→ **Exercise task 1**
Reproduce word for word the part of the listing that opens with the line containing "Can you find the wooden" and runs through the end of the listing, including both ends.

→ **Text segment**
---+---
BY JUDGE KATHLEEN H. MacKAY
This case came before the Court for trial on March 7, 2006. At the close of the trial, the parties were directed to submit written closing statements to the Court for review and the matter was placed on the Court’s March 31, 2006, docket. At the March 31, 2006, hearing the matter was taken under advisement. Since the hearing date, I have had the opportunity to again review the arguments and closing statements submitted by counsel, and I am now prepared to rule.
Facts
Mr. Kiszely was suffering from severe financial setbacks in the summer of2004 and was at risk of losing his home. At that time, he met Mr. Yi, a real estate investor interested in helping him avoid foreclosure. After several rounds of negotiations, most often through e-mail, the parties entered into an agreement of sorts. This agreement is memorialized in the November 18, 2004, e-mail exchange between the two parties.
The November 18, 2004, agreement included the following terms:
1. The parties were to sign a purchase agreement for $650,000.
[365]*3652. Plaintiff would deed the house to the Defendant.
3. Defendant would take over the Plaintiff’s bank loan and liens on record as of the date of the last title search. The agreement required the Defendant to pay all liens on record as of the last title search. Presumably this would include the $62,000 in judgment liens from prior debts owed by the Plaintiff. If the Defendant has not paid this, it appears he promised to do so.
4. Defendant was to give Plaintiff up to $50,000 immediately and a note in the amount of $90,000 for one year.
5. If Plaintiff was to manage the construction of the property, he was to do so for less than $200,000. Any costs over $200,000 were to be paid by the Plaintiff.
6. After six months, Plaintiff had the option to buy back the home for $540,000 plus the assumption of the bank loans and liens.
7. If Plaintiff did not purchase the home, Defendant had the right to sell the home. However, Plaintiff could remain in the home for one year if he could pay the $5,000 per month in rent.
8. If Defendant sold the home, Plaintiff would recover an additional $60,000 if the home sold for more than $1.3 million, was fixed for less than $200,000, and was completed in less than six months.
---+---
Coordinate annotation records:

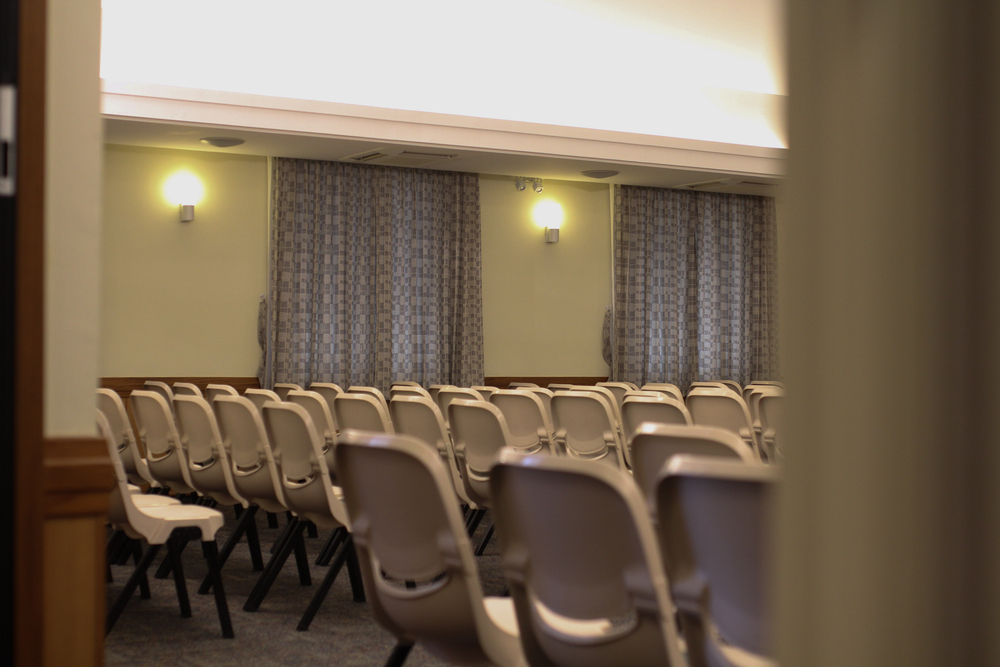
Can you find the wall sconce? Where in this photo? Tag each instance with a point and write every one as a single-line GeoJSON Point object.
{"type": "Point", "coordinates": [183, 189]}
{"type": "Point", "coordinates": [549, 214]}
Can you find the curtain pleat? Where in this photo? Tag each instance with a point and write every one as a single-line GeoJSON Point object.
{"type": "Point", "coordinates": [695, 287]}
{"type": "Point", "coordinates": [376, 275]}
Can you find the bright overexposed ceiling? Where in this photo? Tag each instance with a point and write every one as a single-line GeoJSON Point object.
{"type": "Point", "coordinates": [695, 69]}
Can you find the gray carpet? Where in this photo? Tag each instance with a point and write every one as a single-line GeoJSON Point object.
{"type": "Point", "coordinates": [151, 632]}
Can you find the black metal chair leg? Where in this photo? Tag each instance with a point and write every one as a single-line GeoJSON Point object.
{"type": "Point", "coordinates": [486, 540]}
{"type": "Point", "coordinates": [143, 582]}
{"type": "Point", "coordinates": [354, 572]}
{"type": "Point", "coordinates": [227, 548]}
{"type": "Point", "coordinates": [272, 568]}
{"type": "Point", "coordinates": [301, 559]}
{"type": "Point", "coordinates": [211, 553]}
{"type": "Point", "coordinates": [327, 582]}
{"type": "Point", "coordinates": [174, 554]}
{"type": "Point", "coordinates": [119, 605]}
{"type": "Point", "coordinates": [330, 548]}
{"type": "Point", "coordinates": [399, 654]}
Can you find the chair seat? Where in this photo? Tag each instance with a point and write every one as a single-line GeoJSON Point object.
{"type": "Point", "coordinates": [501, 612]}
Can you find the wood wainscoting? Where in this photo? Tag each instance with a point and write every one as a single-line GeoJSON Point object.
{"type": "Point", "coordinates": [503, 382]}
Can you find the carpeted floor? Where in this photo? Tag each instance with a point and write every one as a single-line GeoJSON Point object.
{"type": "Point", "coordinates": [151, 632]}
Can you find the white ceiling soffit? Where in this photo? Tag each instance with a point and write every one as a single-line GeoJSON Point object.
{"type": "Point", "coordinates": [288, 127]}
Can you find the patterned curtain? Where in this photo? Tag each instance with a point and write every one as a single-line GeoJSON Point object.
{"type": "Point", "coordinates": [376, 275]}
{"type": "Point", "coordinates": [695, 287]}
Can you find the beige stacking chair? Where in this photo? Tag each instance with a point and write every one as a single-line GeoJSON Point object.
{"type": "Point", "coordinates": [261, 396]}
{"type": "Point", "coordinates": [416, 560]}
{"type": "Point", "coordinates": [585, 428]}
{"type": "Point", "coordinates": [591, 592]}
{"type": "Point", "coordinates": [156, 524]}
{"type": "Point", "coordinates": [714, 527]}
{"type": "Point", "coordinates": [419, 417]}
{"type": "Point", "coordinates": [528, 421]}
{"type": "Point", "coordinates": [654, 444]}
{"type": "Point", "coordinates": [165, 457]}
{"type": "Point", "coordinates": [309, 492]}
{"type": "Point", "coordinates": [213, 390]}
{"type": "Point", "coordinates": [361, 412]}
{"type": "Point", "coordinates": [659, 409]}
{"type": "Point", "coordinates": [113, 408]}
{"type": "Point", "coordinates": [723, 408]}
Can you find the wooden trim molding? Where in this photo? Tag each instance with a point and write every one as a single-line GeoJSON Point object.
{"type": "Point", "coordinates": [78, 476]}
{"type": "Point", "coordinates": [503, 382]}
{"type": "Point", "coordinates": [125, 385]}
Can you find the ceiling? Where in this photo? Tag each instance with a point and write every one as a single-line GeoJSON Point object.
---+---
→ **Exercise task 2**
For each statement, say whether the court opinion agrees, answering yes or no and quoting the words that decide it: (a) The case came before the Court for trial on March 7, 2006. (b) The Defendant was to give the Plaintiff a $90,000 note for two years. (c) The Plaintiff could stay in the home for one year if he could pay $5,000 per month in rent.

→ **Task result 1**
Can you find the wooden trim molding? Where in this photo? Tag each instance with a point and write every one as a single-line GeoJSON Point object.
{"type": "Point", "coordinates": [78, 476]}
{"type": "Point", "coordinates": [503, 382]}
{"type": "Point", "coordinates": [125, 385]}
Can you find the ceiling? Where in this photo? Tag each instance with a point and write every one as a single-line GeoJSON Point object.

→ **Task result 2**
(a) Yes: "This case came before the Court for trial on March 7, 2006."
(b) No: "a note in the amount of $90,000 for one year."
(c) Yes: "Plaintiff could remain in the home for one year if he could pay the $5,000 per month in rent."